--- Extracted material ---

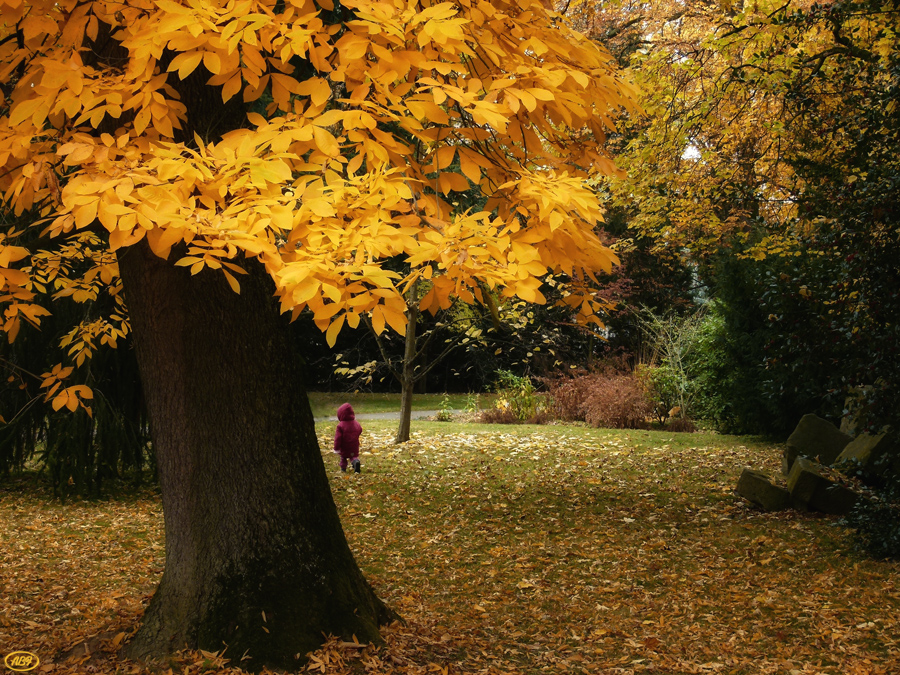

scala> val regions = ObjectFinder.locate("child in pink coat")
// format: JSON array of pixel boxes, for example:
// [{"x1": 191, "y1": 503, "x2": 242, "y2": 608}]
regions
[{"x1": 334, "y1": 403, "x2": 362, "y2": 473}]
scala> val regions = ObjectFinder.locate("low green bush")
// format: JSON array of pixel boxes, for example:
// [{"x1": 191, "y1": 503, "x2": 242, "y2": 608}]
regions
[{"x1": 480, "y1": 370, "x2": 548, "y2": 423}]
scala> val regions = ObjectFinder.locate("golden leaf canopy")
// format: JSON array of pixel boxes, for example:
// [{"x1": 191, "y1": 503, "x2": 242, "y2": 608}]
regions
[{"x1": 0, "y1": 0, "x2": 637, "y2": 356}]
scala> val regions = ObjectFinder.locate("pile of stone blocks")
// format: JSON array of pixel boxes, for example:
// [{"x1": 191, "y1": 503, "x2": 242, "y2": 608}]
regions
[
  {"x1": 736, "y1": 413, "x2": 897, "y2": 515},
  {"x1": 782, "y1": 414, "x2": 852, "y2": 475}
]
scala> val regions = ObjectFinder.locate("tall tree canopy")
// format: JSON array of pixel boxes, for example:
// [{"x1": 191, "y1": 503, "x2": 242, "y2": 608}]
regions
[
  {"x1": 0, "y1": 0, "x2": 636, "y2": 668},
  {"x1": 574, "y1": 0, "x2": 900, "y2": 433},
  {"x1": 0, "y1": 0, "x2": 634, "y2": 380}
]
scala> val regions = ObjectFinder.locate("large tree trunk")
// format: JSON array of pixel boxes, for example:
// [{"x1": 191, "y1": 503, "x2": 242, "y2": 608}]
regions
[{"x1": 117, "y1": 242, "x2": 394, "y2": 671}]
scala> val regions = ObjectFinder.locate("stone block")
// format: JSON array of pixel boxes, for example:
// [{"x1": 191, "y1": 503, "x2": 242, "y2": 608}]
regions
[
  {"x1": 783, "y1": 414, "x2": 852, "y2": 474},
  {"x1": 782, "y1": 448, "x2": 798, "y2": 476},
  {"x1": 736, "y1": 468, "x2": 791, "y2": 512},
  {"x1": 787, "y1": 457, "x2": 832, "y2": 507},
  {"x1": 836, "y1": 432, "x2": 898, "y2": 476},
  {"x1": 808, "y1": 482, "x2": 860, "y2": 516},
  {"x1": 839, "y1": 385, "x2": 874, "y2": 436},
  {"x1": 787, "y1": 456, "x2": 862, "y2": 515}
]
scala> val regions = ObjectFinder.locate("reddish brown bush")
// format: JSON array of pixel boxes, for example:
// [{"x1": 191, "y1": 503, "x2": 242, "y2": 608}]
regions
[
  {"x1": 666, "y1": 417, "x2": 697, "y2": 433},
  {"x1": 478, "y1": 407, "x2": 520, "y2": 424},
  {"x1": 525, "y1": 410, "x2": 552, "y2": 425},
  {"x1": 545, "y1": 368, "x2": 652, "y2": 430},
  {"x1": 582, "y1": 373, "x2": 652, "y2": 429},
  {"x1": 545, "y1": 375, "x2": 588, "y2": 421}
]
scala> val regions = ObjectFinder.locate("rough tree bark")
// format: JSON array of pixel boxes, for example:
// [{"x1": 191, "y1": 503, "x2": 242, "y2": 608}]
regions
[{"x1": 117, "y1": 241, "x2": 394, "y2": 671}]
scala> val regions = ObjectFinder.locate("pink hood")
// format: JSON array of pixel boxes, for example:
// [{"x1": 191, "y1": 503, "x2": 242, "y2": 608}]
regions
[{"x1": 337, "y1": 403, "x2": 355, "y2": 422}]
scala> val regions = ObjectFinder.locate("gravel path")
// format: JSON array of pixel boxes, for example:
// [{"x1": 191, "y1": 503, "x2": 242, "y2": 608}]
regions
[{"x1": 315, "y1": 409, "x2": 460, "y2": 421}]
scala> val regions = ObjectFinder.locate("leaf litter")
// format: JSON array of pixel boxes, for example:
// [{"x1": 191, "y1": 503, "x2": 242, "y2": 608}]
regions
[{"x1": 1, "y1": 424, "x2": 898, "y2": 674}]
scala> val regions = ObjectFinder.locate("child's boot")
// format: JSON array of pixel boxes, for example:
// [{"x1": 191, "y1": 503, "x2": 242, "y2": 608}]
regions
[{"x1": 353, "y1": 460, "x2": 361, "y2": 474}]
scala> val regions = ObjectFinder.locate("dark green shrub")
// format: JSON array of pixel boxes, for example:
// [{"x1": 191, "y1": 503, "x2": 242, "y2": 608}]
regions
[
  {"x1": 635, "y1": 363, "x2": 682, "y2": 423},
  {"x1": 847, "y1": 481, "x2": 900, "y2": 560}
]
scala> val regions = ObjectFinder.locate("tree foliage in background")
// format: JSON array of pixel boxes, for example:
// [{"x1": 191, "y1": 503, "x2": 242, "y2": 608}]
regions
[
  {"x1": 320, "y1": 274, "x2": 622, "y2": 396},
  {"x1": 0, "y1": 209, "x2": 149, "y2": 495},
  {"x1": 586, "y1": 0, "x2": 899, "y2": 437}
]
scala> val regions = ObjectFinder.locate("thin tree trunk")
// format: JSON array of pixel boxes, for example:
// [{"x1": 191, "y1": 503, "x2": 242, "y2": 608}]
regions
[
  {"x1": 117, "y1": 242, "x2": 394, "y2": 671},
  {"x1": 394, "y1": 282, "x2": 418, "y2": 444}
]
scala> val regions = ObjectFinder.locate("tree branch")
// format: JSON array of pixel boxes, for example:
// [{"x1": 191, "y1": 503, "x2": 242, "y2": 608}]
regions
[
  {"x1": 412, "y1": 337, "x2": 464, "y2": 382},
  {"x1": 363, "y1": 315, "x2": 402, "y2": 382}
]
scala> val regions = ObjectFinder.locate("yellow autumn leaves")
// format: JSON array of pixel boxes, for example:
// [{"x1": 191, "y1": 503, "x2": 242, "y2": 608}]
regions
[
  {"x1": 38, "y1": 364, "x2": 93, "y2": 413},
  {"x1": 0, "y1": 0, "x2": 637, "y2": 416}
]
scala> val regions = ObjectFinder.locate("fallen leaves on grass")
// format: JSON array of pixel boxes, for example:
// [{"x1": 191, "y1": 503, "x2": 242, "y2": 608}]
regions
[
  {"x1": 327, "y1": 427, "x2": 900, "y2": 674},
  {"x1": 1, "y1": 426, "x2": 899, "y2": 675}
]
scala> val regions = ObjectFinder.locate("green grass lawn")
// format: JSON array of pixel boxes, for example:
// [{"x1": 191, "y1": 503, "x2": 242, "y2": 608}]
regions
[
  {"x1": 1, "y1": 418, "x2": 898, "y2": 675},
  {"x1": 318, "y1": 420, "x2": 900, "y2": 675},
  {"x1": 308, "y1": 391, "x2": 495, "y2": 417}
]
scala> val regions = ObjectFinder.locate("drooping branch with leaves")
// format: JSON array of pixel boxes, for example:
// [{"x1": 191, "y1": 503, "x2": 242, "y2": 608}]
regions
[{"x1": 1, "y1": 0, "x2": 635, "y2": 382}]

---

What you should do
Wherever "leaves" appears in a line of the entries, copy that line.

Result for this exercise
scala> val regions = ObjectFinder.locate("yellow autumn leaves")
scala> val regions = ObjectFinder.locate("fallen leaves on grass")
scala> val regions = ObjectFinder.locate("drooping branch with leaves")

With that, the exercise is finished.